**Assignment:** In the records that follow, show each line where the word "tall" is present.

Excerpts from a dataset:
========================================================================

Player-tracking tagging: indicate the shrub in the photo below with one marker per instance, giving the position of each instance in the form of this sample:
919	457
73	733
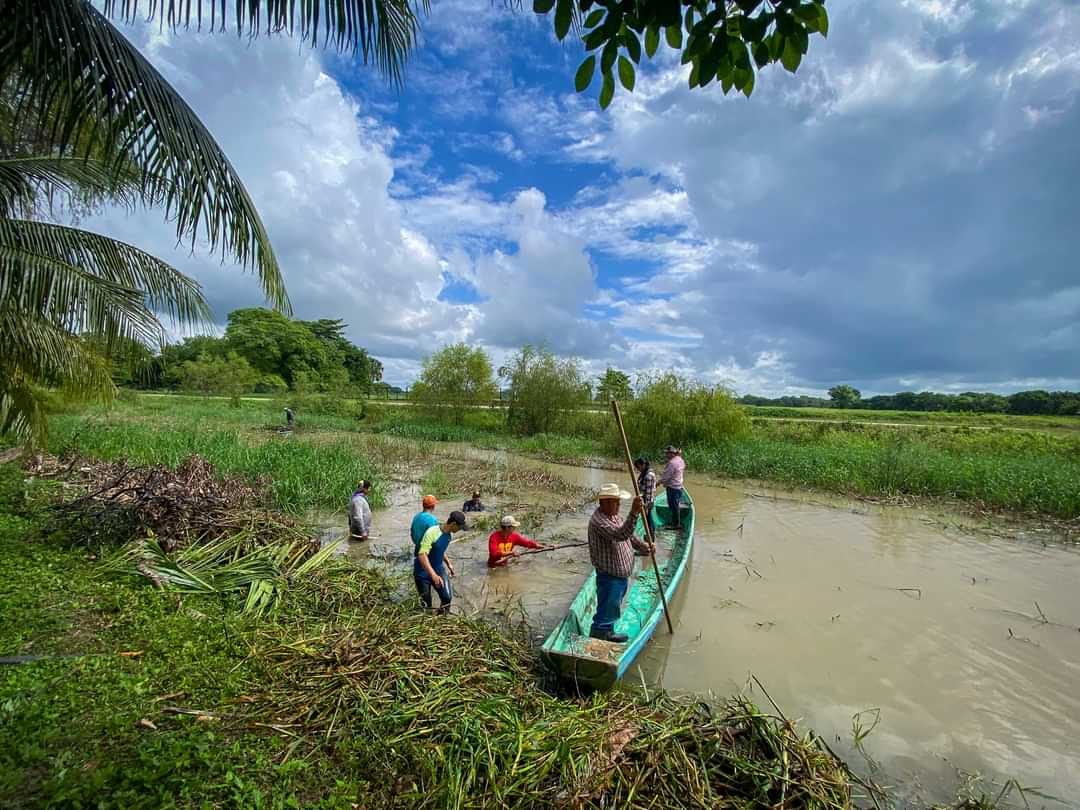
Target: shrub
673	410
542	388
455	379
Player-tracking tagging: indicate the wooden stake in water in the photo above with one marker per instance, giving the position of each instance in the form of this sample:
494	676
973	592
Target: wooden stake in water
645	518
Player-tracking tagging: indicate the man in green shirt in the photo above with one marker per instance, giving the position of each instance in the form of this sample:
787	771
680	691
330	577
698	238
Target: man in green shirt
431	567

========================================================================

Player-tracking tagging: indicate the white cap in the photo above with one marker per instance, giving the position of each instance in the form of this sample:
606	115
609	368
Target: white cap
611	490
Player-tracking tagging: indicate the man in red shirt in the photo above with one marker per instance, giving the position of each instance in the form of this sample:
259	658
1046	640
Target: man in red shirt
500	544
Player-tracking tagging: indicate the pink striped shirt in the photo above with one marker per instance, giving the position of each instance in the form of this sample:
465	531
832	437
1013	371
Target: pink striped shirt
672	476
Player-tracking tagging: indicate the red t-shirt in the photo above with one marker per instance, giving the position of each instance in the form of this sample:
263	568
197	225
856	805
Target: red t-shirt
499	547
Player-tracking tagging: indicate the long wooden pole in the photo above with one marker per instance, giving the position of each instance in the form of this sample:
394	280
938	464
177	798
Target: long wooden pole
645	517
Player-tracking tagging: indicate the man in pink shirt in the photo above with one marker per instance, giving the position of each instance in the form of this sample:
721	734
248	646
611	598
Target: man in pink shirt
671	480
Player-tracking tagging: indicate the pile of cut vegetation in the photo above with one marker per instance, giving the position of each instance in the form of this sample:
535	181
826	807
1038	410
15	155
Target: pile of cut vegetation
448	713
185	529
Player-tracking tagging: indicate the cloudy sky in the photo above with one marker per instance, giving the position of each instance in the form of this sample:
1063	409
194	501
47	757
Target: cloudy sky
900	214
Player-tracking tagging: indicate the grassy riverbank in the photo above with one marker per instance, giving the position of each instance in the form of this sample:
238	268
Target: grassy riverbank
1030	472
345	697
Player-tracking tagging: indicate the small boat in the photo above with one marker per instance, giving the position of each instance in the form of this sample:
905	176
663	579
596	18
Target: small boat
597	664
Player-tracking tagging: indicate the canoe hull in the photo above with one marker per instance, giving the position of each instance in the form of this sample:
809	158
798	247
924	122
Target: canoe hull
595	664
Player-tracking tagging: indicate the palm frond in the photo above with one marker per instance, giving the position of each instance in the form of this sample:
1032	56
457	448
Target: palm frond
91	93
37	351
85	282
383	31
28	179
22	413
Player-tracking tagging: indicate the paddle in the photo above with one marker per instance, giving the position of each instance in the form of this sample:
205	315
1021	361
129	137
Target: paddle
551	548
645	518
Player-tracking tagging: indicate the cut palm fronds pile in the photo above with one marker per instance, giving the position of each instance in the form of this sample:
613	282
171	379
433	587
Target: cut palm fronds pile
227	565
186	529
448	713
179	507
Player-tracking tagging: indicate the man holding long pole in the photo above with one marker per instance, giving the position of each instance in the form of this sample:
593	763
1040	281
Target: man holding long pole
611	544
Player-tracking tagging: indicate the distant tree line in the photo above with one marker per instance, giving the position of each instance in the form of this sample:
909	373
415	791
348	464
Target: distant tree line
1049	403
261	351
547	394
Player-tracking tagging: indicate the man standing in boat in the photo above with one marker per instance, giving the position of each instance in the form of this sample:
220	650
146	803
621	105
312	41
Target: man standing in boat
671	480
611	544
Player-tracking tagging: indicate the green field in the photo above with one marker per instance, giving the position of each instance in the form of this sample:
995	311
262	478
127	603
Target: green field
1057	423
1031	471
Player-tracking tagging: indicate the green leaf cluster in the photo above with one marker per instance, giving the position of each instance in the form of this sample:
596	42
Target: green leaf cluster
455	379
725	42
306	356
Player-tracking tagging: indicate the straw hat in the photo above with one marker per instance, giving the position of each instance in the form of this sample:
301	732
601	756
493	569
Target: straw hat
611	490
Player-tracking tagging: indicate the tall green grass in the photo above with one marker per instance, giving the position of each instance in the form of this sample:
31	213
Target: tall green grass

========================================================================

**Answer to this task:**
Player-tracking tagging: indicate the tall green grass in the photo above with one marker per instance, giving the position of each instance in the form of this sample:
Target: tall green grass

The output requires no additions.